→ **REQUIRED TASKS**
• a. In the foundation bearing pressures text, where in the plane must the polygon lie for the iterative method to work?
• b. Please continue the foundation bearing pressures text from the point where it stops.
===== TEXT SEGMENT =====
Foundation Bearing Pressures using Jupyter and PyXLL (with videos) Mar 2023
Since early March, off and on (mostly on 😊), I have been working on improvements to this application. The iterative method is exposed to a surprising number of corner cases; I offer a short summary below.
- Polygon: defines the extent of the base of the foundation
- Load point (LP): defines the point of application of the vertical load
- Center of gravity (CG): defines the CG of a polygon
- Neutral axis (NA): defines the line of zero stress for the reduced polygon
Simple example of a rectangular footing showing reduced bearing area - Reduced polygon: defines the effective portion of the base of the foundation
- Quadrant: mathematics term
The user enters:
- the coordinates of a polygon, in clockwise or counterclockwise order
- the load point
The method of analysis is iterative.
The iterative method requires that the polygon be located in the first quadrant of the plane. The program takes care of that internally; the user can locate the polygon on any XY coordinate system.
The CG of the input polygon is calculated.
Within the polygon, the iterative procedure will tend to converge if the LP is such that
![\[\begin{aligned} &{X}_{LP} < {X}_{CG} \text{$\;\;$and} \\ &{Y}_{LP} < {Y}_{CG} \end{aligned}\]](https://www.mathpax.com/wp-content/ql-cache/quicklatex.com-644ab466d0fb52b1bce81e4bddd90d20_l3.png "Rendered by QuickLaTeX.com")
===== DATA LINES =====
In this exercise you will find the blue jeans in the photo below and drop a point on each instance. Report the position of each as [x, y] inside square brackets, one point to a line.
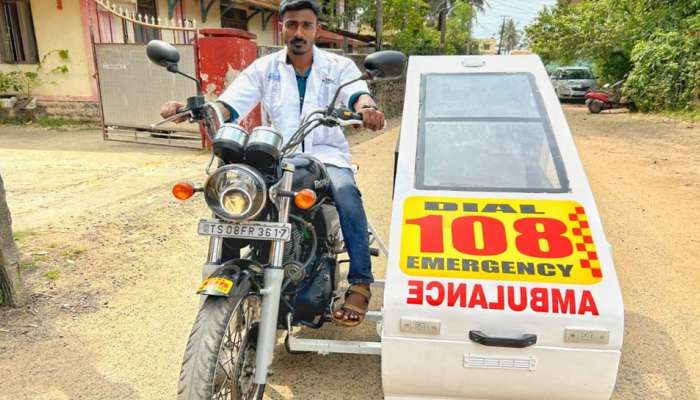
[353, 223]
=====
→ **TASK ANSWERS**
• a. In the first quadrant of the plane.

• b.
that is, if the LP is lower left of the CG.
Internally, therefore, the program must rearrange the coordinate system to place the load point in the as-needed position. Turns out there are 8 possible transformations for an XY coordinate system (right click image to see in separate tab).
After the iteration is complete, the program returns:
- the load point
- the input polygon
- the input polygon CG
- the input polygon area
- the neutral axis of the reduced polygon
- the reduced polygon
- the reduced polygon CG
- the reduced polygon area
- the reduced area ratio
My Jupyter notebook can be used stand-alone or in conjunction with PyXLL.
Here are a few of the features.
- The footing is defined using a simple list of 2D coordinates, a closed polygon
- The single concentrated loading point is defined using simple 2d coordinates, a single point
- I built a Point class to allow easy manipulation of 2D coordinates
- I built a Points class to allow easy manipulation of lists of 2D coordinates
- I built a Section class with methods for determining and manipulating section properties such as determining the resultant polygon after a given line (neutral axis) makes multiple intersections in a given polygon (section perimeter).
- I built a Solver function and a Plot function to simplify model analysis (one line for each function)
- I used Plotly for my plot routine
- The as-built foundation is plotted: coordinates, area and CG are shown
- The effective foundation is plotted: coordinates, area and CG are shown
- The neutral axis is shown
- The load point is shown
- The resultant stress are shown at each vertex
- PyXLL displays a static image of the Plotly chart
- The static image is displayed below the function call
- An optional LIVE Plotly HTML chart is built (see function call below)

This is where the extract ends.